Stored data
◇ ◇ ◇ ◇ ◇
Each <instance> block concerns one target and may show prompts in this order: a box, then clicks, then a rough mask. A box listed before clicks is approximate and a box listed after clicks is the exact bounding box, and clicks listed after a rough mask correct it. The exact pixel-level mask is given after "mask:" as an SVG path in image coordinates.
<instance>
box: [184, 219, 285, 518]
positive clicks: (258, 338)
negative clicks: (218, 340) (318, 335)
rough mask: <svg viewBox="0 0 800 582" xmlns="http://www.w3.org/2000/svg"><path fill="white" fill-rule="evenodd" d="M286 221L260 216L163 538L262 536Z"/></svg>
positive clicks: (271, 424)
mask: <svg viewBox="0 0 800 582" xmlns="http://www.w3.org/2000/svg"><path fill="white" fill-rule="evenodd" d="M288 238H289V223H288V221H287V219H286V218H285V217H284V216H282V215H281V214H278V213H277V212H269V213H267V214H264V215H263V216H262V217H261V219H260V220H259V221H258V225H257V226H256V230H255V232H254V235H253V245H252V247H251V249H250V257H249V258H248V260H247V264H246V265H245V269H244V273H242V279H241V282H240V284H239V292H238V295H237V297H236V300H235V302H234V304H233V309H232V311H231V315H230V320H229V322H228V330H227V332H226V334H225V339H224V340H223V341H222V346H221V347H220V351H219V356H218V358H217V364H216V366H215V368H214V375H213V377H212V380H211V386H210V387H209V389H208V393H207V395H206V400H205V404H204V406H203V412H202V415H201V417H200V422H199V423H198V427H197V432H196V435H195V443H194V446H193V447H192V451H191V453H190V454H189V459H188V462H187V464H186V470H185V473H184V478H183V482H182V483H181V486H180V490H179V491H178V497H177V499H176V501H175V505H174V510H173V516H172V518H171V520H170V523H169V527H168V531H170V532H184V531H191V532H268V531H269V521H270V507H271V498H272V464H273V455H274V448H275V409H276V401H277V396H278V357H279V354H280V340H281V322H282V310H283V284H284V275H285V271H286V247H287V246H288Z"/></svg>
◇ ◇ ◇ ◇ ◇
▶ _The task_
Above are the records; copy exactly the lines from the line with "negative clicks: (218, 340) (318, 335)" through the line with "rough mask: <svg", both included.

▶ _Answer to this task_
negative clicks: (218, 340) (318, 335)
rough mask: <svg viewBox="0 0 800 582" xmlns="http://www.w3.org/2000/svg"><path fill="white" fill-rule="evenodd" d="M286 221L260 216L163 538L262 536Z"/></svg>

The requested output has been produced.